Extracted material.
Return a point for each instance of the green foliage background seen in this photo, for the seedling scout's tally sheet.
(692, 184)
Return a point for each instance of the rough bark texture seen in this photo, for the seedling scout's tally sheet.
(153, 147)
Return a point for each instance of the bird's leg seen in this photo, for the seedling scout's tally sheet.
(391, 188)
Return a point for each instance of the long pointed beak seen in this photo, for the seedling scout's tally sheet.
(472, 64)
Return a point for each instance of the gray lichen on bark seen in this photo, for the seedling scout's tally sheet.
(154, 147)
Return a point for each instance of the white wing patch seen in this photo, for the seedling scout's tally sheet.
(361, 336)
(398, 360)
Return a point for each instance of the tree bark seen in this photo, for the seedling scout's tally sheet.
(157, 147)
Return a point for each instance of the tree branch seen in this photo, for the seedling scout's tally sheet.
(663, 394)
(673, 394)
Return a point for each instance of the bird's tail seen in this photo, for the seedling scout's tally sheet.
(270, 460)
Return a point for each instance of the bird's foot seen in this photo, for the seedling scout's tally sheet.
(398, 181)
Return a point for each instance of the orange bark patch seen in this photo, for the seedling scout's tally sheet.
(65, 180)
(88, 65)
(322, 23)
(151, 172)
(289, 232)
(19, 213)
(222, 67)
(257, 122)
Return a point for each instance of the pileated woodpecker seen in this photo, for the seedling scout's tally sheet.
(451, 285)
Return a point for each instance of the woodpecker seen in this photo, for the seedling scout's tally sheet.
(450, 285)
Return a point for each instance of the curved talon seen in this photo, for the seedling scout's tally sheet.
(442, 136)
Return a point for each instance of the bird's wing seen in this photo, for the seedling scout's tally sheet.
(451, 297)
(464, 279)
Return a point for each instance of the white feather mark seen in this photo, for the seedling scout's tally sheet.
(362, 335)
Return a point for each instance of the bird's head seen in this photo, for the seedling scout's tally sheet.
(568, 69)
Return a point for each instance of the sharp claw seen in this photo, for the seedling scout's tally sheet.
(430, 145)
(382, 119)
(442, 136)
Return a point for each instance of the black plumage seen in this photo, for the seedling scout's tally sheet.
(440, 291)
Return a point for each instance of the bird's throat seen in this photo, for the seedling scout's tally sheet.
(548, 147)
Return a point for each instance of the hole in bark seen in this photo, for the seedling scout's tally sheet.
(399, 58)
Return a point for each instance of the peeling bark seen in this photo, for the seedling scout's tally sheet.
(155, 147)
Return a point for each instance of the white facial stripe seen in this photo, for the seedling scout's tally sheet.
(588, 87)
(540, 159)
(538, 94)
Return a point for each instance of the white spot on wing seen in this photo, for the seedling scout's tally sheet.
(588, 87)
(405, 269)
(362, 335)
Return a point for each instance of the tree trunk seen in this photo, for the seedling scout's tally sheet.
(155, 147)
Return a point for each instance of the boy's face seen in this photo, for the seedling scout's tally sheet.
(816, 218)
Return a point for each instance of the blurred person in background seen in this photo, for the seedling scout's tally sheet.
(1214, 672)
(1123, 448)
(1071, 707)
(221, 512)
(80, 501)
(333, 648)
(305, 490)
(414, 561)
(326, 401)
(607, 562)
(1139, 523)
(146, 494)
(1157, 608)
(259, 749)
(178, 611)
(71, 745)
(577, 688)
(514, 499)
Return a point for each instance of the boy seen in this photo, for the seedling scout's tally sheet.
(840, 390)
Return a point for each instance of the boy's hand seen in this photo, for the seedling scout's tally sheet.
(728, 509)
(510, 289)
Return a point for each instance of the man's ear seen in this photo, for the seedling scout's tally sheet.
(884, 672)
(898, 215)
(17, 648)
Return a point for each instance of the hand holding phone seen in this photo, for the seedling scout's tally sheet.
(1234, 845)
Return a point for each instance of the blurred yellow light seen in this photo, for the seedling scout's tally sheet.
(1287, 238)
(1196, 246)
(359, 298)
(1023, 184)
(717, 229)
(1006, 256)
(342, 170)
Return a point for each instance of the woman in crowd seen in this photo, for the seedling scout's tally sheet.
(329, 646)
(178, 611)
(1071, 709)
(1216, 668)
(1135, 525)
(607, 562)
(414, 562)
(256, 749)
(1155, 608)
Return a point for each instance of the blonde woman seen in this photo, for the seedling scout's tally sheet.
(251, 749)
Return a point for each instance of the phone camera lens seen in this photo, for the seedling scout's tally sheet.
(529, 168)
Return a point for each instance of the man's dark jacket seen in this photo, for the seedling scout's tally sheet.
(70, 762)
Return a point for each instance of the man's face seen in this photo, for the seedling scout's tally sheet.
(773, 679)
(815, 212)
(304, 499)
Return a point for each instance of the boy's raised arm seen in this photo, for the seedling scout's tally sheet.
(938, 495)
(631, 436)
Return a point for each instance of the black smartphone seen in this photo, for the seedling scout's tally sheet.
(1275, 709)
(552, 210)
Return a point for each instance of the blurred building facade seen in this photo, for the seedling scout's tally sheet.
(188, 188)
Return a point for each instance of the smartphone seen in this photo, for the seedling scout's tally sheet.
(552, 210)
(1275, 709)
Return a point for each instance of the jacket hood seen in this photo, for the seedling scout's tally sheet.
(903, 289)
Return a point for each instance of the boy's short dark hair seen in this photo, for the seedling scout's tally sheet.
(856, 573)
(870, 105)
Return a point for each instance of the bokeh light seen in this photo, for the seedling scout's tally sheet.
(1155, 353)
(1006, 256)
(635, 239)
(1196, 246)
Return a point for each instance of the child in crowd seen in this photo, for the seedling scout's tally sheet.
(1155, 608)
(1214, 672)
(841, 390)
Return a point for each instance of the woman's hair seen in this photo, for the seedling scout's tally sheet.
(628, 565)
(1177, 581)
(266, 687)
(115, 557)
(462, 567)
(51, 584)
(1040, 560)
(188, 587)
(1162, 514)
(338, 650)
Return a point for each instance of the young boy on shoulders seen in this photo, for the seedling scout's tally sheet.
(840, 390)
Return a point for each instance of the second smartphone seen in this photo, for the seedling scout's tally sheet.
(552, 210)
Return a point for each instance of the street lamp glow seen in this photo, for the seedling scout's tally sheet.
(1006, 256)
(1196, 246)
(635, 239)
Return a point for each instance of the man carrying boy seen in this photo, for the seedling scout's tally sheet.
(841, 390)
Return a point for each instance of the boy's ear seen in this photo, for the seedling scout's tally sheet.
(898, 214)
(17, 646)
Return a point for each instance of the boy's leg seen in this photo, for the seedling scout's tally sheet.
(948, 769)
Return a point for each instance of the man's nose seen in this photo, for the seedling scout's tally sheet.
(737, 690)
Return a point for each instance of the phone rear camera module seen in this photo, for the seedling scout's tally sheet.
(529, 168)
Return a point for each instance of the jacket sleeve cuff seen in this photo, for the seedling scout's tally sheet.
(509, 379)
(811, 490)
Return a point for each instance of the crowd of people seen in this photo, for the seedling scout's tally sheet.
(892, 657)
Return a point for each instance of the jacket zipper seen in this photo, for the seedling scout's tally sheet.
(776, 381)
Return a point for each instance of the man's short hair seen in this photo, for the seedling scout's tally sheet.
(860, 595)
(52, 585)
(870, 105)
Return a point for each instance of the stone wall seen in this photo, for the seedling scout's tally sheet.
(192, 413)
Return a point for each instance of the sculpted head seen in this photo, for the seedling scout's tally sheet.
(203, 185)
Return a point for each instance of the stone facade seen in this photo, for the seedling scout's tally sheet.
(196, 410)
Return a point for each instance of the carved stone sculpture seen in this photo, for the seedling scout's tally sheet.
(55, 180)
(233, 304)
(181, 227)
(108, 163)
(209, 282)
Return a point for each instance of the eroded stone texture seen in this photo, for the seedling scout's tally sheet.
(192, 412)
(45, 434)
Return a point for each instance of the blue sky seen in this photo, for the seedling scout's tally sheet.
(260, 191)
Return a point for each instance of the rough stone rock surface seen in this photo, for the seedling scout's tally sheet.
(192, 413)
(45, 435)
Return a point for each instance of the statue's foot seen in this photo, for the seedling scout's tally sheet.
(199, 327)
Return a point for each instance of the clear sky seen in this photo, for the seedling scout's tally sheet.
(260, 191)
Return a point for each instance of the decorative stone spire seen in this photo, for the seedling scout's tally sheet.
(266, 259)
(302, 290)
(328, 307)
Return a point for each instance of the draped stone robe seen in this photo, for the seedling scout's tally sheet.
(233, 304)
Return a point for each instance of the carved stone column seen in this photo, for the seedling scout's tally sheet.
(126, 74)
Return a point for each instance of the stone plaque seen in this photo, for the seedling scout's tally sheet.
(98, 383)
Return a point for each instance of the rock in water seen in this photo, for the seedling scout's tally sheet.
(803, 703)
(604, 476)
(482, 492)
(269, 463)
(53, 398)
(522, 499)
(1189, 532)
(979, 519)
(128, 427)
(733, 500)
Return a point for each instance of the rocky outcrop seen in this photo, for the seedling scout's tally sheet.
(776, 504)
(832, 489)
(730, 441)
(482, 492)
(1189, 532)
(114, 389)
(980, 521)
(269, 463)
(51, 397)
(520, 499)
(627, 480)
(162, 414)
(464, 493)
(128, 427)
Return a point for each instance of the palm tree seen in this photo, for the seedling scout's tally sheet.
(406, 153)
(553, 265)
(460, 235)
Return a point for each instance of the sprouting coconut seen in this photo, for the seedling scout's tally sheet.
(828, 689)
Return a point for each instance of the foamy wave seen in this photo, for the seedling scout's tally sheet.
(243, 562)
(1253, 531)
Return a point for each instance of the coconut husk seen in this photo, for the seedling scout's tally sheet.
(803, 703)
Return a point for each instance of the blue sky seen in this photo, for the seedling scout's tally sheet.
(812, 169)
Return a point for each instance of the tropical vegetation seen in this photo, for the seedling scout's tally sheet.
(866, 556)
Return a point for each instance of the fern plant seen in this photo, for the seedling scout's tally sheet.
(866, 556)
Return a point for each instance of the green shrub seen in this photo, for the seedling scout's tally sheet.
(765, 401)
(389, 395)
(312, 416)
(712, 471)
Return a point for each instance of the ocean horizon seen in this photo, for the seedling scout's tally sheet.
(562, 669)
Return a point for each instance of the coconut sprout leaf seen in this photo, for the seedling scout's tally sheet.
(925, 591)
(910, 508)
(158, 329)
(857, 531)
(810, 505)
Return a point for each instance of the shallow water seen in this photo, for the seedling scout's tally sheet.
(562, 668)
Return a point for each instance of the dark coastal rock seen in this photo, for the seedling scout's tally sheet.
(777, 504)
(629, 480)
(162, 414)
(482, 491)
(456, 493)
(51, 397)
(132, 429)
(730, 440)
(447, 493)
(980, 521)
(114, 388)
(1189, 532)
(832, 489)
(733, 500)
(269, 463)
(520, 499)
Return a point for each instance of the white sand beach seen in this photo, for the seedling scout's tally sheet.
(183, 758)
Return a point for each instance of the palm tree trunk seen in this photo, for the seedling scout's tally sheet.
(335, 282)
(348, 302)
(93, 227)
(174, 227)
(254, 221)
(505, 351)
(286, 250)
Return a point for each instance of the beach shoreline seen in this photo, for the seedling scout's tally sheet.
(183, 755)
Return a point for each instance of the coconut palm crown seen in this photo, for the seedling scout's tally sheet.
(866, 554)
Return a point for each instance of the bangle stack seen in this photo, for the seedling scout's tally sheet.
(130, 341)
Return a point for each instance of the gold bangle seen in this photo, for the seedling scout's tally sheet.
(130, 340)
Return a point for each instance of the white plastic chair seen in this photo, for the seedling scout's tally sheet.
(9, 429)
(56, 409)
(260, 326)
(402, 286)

Exercise aim.
Each line from the one containing "Return a point for each instance of the shallow" to the end of the records should be echoed exactly, and no other line.

Result for this task.
Return a point for each instance of the shallow water seen in this photo, for the seedling scout's tally sheet.
(562, 668)
Return a point for each instance of the dark coastal rock seen in this photo, for the seedling scout's tally sheet.
(777, 504)
(629, 480)
(162, 414)
(482, 491)
(456, 493)
(51, 397)
(132, 429)
(730, 440)
(447, 493)
(980, 521)
(114, 388)
(1189, 532)
(832, 489)
(733, 500)
(269, 463)
(520, 499)
Return a point for each instance of the white sand beach seen in this photo, for the seedling scout's tally sheet.
(183, 758)
Return a point for each instance of the palm tree trunk seen in this photo, for the seedling scout's tally sheet.
(335, 282)
(348, 302)
(93, 227)
(174, 227)
(254, 221)
(505, 351)
(286, 250)
Return a point for each instance of the beach shoreline seen in this photo, for the seedling scout's tally sheet.
(183, 755)
Return a point for each instance of the coconut palm crown seen in this photo, for the seedling scout's tally sheet.
(866, 554)
Return a point for each instance of the bangle stack seen in this photo, for the seedling scout's tally sheet.
(130, 341)
Return a point for each instance of the gold bangle seen in this photo, for the seedling scout's tally sheet.
(130, 340)
Return a point for each instance of the white plastic chair seen in this photo, for the seedling scout's tally sheet.
(9, 429)
(56, 409)
(260, 326)
(402, 286)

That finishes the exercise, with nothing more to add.